* [EXERCISE DETAILS]: A verbatim copy of the data below is the required output.

Natural language region descriptions
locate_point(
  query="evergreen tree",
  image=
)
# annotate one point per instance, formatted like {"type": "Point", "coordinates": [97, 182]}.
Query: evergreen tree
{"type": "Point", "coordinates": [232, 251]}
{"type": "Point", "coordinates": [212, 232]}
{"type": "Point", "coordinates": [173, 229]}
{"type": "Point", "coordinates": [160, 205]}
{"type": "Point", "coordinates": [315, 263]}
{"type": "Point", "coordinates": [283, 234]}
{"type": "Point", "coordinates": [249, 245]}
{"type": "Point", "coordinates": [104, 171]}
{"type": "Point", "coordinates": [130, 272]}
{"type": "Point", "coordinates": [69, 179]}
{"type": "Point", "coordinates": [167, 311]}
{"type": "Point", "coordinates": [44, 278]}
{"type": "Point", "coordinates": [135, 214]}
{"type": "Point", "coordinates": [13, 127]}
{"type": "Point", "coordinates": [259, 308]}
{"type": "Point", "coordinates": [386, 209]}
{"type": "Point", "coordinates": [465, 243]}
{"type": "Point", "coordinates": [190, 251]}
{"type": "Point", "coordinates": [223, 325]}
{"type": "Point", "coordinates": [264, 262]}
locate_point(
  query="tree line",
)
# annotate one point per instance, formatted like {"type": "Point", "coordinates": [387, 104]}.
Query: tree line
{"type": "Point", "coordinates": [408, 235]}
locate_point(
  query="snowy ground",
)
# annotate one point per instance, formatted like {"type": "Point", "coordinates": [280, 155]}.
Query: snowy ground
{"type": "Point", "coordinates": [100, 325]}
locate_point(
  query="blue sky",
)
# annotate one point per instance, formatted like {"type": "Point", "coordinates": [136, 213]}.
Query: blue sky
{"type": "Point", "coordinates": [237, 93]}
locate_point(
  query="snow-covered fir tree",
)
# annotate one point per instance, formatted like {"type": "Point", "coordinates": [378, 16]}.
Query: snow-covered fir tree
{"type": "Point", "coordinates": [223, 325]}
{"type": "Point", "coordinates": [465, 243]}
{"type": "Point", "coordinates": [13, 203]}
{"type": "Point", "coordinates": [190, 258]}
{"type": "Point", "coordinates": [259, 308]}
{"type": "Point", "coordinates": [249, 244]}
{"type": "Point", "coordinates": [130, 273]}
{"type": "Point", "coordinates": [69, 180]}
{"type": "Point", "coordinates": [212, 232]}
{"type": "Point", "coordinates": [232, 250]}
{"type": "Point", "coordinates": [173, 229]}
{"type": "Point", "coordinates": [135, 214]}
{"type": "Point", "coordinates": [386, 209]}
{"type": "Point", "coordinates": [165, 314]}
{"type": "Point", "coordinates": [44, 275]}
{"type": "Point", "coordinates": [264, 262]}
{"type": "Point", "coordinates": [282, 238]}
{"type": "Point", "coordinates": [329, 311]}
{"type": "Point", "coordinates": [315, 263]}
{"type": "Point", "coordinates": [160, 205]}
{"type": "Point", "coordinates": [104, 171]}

* [ANSWER FOR THIS EXERCISE]:
locate_point(
  query="evergreen tree",
  image=
)
# annotate one point per instance, formatted like {"type": "Point", "coordinates": [97, 182]}.
Query: evergreen tree
{"type": "Point", "coordinates": [232, 251]}
{"type": "Point", "coordinates": [212, 232]}
{"type": "Point", "coordinates": [173, 229]}
{"type": "Point", "coordinates": [160, 205]}
{"type": "Point", "coordinates": [315, 263]}
{"type": "Point", "coordinates": [283, 234]}
{"type": "Point", "coordinates": [249, 245]}
{"type": "Point", "coordinates": [104, 171]}
{"type": "Point", "coordinates": [130, 272]}
{"type": "Point", "coordinates": [69, 179]}
{"type": "Point", "coordinates": [167, 311]}
{"type": "Point", "coordinates": [44, 278]}
{"type": "Point", "coordinates": [135, 214]}
{"type": "Point", "coordinates": [13, 127]}
{"type": "Point", "coordinates": [259, 308]}
{"type": "Point", "coordinates": [386, 209]}
{"type": "Point", "coordinates": [465, 243]}
{"type": "Point", "coordinates": [190, 251]}
{"type": "Point", "coordinates": [223, 325]}
{"type": "Point", "coordinates": [264, 262]}
locate_point(
  query="tree line",
)
# annotate one point per instance, formatted like {"type": "Point", "coordinates": [387, 104]}.
Query: tree line
{"type": "Point", "coordinates": [408, 235]}
locate_point(
  query="snowy ground",
)
# annotate one point per instance, formatted like {"type": "Point", "coordinates": [280, 155]}.
Query: snowy ground
{"type": "Point", "coordinates": [100, 325]}
locate_point(
  query="blue sky",
)
# annotate one point per instance, formatted like {"type": "Point", "coordinates": [136, 213]}.
Query: blue sky
{"type": "Point", "coordinates": [237, 93]}
locate_point(
  query="snow-covered fir tree",
)
# annotate one point per instance, formatted like {"type": "Point", "coordinates": [378, 16]}.
Query: snow-covered fir tree
{"type": "Point", "coordinates": [223, 325]}
{"type": "Point", "coordinates": [465, 243]}
{"type": "Point", "coordinates": [13, 203]}
{"type": "Point", "coordinates": [190, 258]}
{"type": "Point", "coordinates": [259, 308]}
{"type": "Point", "coordinates": [249, 244]}
{"type": "Point", "coordinates": [130, 273]}
{"type": "Point", "coordinates": [69, 180]}
{"type": "Point", "coordinates": [212, 232]}
{"type": "Point", "coordinates": [232, 250]}
{"type": "Point", "coordinates": [173, 229]}
{"type": "Point", "coordinates": [135, 214]}
{"type": "Point", "coordinates": [386, 209]}
{"type": "Point", "coordinates": [165, 314]}
{"type": "Point", "coordinates": [44, 275]}
{"type": "Point", "coordinates": [264, 262]}
{"type": "Point", "coordinates": [282, 238]}
{"type": "Point", "coordinates": [329, 311]}
{"type": "Point", "coordinates": [315, 263]}
{"type": "Point", "coordinates": [160, 205]}
{"type": "Point", "coordinates": [104, 171]}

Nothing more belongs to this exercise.